▶ [Requests]:
1. Translate this sentence from the passage on near-field optical microscopy into Spanish: "It is extremely important to understand the material properties at the nanoscale."
2. Extend the passage on near-field optical microscopy, picking up after its final sentence.

▶ [Text provided]:
________________________________________
It is extremely important to understand the material properties at the nanoscale. However, the Abbe’s principle limits the resolution in optical microscopy to about one-half of the wavelength when the light source is located by more that one wavelength from the studied object (far-field illumination). This ‘malediction’ can be removed using near-field optical methods, which already exist for many decades but have only recently become mature enough to be routinely used in the fundamental material research. In particular, the method of scattering-type scanning near-field optical microscopy (s-SNOM), which combines the atomic-force microscopy (AFM) with optical illumination, has demonstrated a wavelength-independent spatial resolution of about 10 nanometers in an extremely broad spectral range from the terahertz to the visible.
________________________________________
▶ [Record list]:
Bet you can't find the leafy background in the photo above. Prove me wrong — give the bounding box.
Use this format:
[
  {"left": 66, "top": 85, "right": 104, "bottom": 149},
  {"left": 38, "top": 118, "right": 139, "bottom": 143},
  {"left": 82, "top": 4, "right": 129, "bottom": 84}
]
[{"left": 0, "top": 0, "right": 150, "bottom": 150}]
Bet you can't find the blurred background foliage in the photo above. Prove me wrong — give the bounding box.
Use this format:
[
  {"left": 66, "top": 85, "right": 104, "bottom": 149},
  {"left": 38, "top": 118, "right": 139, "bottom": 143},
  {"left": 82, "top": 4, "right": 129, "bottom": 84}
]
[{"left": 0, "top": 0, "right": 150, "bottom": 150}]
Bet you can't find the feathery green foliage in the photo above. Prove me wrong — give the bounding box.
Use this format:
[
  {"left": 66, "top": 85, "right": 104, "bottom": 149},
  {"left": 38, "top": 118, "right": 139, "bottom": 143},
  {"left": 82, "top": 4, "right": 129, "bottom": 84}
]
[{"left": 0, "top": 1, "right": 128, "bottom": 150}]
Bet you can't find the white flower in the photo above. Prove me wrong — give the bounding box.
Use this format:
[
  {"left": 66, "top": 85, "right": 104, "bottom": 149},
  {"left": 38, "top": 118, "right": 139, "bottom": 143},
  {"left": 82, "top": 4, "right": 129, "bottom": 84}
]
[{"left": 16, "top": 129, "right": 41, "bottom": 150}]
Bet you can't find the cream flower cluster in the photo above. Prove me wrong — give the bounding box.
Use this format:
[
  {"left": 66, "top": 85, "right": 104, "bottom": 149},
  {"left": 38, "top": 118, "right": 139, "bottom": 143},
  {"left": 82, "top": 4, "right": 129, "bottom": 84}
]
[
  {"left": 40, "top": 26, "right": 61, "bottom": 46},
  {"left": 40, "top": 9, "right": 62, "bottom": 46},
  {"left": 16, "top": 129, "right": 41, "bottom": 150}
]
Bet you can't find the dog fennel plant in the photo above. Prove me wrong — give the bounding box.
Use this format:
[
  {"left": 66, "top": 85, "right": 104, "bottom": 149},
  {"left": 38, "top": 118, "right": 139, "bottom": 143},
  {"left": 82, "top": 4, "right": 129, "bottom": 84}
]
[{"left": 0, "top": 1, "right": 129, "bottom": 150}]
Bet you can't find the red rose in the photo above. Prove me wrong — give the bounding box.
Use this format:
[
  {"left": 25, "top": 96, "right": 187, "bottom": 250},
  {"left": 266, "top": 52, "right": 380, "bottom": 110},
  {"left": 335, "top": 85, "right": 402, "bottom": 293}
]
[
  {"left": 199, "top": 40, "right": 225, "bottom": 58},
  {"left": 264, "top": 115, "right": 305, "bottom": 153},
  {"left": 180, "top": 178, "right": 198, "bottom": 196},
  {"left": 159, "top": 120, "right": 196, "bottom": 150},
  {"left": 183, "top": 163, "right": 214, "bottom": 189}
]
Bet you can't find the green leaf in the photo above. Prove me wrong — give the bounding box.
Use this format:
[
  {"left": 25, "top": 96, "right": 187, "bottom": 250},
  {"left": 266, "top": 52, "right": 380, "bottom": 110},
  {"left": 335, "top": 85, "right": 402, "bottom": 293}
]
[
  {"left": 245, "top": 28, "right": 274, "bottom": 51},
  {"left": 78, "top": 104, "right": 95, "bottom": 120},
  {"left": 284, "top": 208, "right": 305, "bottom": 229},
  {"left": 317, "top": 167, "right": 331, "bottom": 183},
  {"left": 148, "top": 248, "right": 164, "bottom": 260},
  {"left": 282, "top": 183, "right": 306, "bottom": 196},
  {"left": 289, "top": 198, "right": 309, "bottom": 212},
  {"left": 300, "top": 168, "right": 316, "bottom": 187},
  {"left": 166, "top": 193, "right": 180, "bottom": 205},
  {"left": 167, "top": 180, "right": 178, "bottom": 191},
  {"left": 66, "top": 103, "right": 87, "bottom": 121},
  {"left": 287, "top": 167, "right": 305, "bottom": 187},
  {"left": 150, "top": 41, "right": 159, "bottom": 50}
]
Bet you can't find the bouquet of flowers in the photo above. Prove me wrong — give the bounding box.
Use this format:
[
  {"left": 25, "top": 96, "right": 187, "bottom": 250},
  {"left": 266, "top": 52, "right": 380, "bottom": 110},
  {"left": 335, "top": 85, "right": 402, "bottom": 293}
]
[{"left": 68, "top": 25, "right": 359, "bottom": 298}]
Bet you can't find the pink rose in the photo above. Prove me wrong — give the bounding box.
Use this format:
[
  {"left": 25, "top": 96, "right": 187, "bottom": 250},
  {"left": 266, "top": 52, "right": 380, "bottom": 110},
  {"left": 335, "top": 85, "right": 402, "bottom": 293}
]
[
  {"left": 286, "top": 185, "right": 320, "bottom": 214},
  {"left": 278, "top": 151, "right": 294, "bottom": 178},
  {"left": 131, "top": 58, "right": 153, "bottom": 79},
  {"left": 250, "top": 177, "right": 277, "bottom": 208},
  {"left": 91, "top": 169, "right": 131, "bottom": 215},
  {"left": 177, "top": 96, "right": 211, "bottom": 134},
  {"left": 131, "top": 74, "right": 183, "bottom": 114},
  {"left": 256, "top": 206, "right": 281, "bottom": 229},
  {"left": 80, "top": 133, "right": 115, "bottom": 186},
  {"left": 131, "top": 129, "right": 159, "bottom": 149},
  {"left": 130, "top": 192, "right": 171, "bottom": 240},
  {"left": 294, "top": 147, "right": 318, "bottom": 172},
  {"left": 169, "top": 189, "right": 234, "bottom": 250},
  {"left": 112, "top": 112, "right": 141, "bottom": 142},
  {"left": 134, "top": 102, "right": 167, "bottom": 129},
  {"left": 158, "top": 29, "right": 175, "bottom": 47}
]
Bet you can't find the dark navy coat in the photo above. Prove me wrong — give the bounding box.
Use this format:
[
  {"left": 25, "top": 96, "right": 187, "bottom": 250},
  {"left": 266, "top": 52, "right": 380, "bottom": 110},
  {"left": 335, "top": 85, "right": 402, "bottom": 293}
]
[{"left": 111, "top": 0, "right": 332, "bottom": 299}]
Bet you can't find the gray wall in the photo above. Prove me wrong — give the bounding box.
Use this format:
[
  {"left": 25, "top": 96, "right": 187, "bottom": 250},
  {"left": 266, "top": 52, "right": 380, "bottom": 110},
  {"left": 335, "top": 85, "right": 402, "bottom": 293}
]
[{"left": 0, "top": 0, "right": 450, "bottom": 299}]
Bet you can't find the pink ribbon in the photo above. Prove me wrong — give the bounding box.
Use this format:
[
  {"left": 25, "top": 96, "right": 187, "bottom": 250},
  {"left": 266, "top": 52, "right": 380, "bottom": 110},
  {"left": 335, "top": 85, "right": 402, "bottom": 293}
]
________________________________________
▶ [Responses to the exercise]:
1. Es sumamente importante comprender las propiedades de los materiales a escala nanométrica.

2.
Our group conducts infrared optical studies of functional oxides and 2D van der Waals materials, which present significant interest for optoelectronic and plasmonic applications. We use a combination of near-field and far-field techniques under variable temperature with a possibility to apply external magnetic field and electrostatic gating. A central and most unique piece of our instrumentation is a cryogenic s-SNOM system (Neaspec GmbH) equipped with several tunable monochromatic and broadband laser sources covering the wavelength range between 5 and 17 microns (photon energies between 73 – 310 meV). This instrument allows us to perform infrared nanoscopy at temperatures down to 6 K, using closed-cycle cooling. Additionally, we use a conventional FT-IR microscope (Bruker Optics) equipped with optical and magneto-optical cryostats. All studies are done in a close collaboration with other groups inside and outside the DQMP specialized in the crystal and thin-film growth, transport measurements, Raman spectroscopy and ARPES.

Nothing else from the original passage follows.